» PROBLEM REQUIREMENTS
Write out everything in the biogas text from "Mr. Charles Ndirangu" down to "the chest pains.", replacing each "biodigester" with "biogas digester".

*** Opening DOCUMENT SECTION ***

Mr. Charles Ndirangu lives in Hiriga Village, Nyeri County. He started using a biodigester in 2010. By then, he was driven to install a biodigester for cooking because his wife was diagonized with eye and chest complications and could not continue using firewood for cooking. Mr. Ndirangu narrated to us how they had been to many hospitals consulting over the issue but eventually had to switch to using Liquefied Petroleum Gas (LPG) whose supply to his village was unreliable by then. The news about having biogas on his farm came at the right time and he adapted it. His children are grown up and all have relocated to Nairobi and Nyeri town. The couple remembers the many days when Charles had to cook but would always expect the wife to step in the kitchen to support yet smoke would trigger the chest pains.
Five years into biodigester use, Charles started receiving unusual visitors on his farm, soliciting for bioslurry. He did not understand why the youth would come to his farm for the ‘dung’. He introduced a fee of thirty shillings per bucket (20litres) but still they would stream in to buy the ‘dung’. Currently he retails the 20litres of bioslurry at fouty five shillings, he sells at least seven buckets in a day. He has restricted the sale to three times per week, making about nine hundred shillings a week. One day, he decided to ask the youth where they were taking the ‘dung’ from his farm.
The youth in his village had formed a group and invested in pig farming. They
use bioslurry as part of the pig feeds and reduce feeding costs by half. The youth group mixes
two kilogram of wheat pollard, ten kilograms of rice husks and six to seven buckets of bioslurry. Gitonga is the leader of the group and he tells us that when they started the pig enterprise, they encountered challenges in feeding. Most group members dropped from the group as they were making very minimal margins. The group learnt about bioslurry from an agricultural show and decided to try it out. From the time the group started feeding pigs on bioslurry they stopped ‘scavenging’ for pig feeds. The group members used to move from hotel to hotel soliciting for left overs but this had its own challenges. The challenges included risk of infections of diseases, parasites and unreliability of the feeds.

*** Closing DOCUMENT SECTION ***
*** Opening SUPPLIED DATA ***

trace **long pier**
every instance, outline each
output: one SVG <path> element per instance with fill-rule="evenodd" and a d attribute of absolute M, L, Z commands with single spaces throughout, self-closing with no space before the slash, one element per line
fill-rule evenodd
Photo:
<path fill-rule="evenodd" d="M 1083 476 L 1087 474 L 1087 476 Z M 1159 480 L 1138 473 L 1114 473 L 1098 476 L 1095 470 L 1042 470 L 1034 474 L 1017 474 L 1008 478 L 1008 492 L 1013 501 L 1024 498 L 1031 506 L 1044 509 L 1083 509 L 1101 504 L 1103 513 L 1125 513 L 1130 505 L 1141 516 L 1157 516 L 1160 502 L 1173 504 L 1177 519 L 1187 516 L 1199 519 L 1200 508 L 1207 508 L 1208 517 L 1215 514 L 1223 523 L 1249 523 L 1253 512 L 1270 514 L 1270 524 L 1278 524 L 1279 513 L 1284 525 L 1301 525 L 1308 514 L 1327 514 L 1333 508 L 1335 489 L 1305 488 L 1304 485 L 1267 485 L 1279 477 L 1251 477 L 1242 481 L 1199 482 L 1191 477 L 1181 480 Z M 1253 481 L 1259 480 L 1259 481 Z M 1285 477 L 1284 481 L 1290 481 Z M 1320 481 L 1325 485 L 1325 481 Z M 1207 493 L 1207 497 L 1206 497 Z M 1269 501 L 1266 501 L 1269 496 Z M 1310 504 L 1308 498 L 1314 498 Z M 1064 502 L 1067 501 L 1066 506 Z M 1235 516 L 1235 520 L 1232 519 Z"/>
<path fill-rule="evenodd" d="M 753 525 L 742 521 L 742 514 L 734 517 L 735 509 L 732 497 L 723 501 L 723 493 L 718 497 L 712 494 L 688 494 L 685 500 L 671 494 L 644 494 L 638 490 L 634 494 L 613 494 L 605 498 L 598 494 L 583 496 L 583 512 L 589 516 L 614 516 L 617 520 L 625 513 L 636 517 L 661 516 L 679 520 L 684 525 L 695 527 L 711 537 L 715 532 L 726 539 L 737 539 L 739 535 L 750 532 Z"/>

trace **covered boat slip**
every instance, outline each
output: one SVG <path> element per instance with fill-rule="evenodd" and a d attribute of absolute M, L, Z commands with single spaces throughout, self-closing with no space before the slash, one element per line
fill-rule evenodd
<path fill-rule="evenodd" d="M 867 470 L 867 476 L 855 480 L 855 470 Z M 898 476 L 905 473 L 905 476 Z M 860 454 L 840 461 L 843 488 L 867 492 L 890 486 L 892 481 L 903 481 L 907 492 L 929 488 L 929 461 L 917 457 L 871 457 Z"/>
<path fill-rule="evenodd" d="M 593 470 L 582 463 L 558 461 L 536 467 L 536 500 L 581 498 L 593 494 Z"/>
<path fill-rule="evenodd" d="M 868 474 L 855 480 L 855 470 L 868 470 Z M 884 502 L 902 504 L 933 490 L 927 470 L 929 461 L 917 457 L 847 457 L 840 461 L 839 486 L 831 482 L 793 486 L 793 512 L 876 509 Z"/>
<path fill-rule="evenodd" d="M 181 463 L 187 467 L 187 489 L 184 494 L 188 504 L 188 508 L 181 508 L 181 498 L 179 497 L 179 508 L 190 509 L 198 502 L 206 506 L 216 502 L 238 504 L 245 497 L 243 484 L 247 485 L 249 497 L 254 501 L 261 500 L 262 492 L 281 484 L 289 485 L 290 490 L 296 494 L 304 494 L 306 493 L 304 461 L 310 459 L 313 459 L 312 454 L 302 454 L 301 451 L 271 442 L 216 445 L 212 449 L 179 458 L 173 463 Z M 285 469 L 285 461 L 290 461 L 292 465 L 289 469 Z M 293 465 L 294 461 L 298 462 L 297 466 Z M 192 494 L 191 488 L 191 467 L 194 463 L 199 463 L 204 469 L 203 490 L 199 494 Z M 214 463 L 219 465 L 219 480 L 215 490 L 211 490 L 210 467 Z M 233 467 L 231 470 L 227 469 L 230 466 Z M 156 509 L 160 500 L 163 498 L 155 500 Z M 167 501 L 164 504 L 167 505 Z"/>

*** Closing SUPPLIED DATA ***

» TASK OUTPUT
Mr. Charles Ndirangu lives in Hiriga Village, Nyeri County. He started using a biogas digester in 2010. By then, he was driven to install a biogas digester for cooking because his wife was diagonized with eye and chest complications and could not continue using firewood for cooking. Mr. Ndirangu narrated to us how they had been to many hospitals consulting over the issue but eventually had to switch to using Liquefied Petroleum Gas (LPG) whose supply to his village was unreliable by then. The news about having biogas on his farm came at the right time and he adapted it. His children are grown up and all have relocated to Nairobi and Nyeri town. The couple remembers the many days when Charles had to cook but would always expect the wife to step in the kitchen to support yet smoke would trigger the chest pains.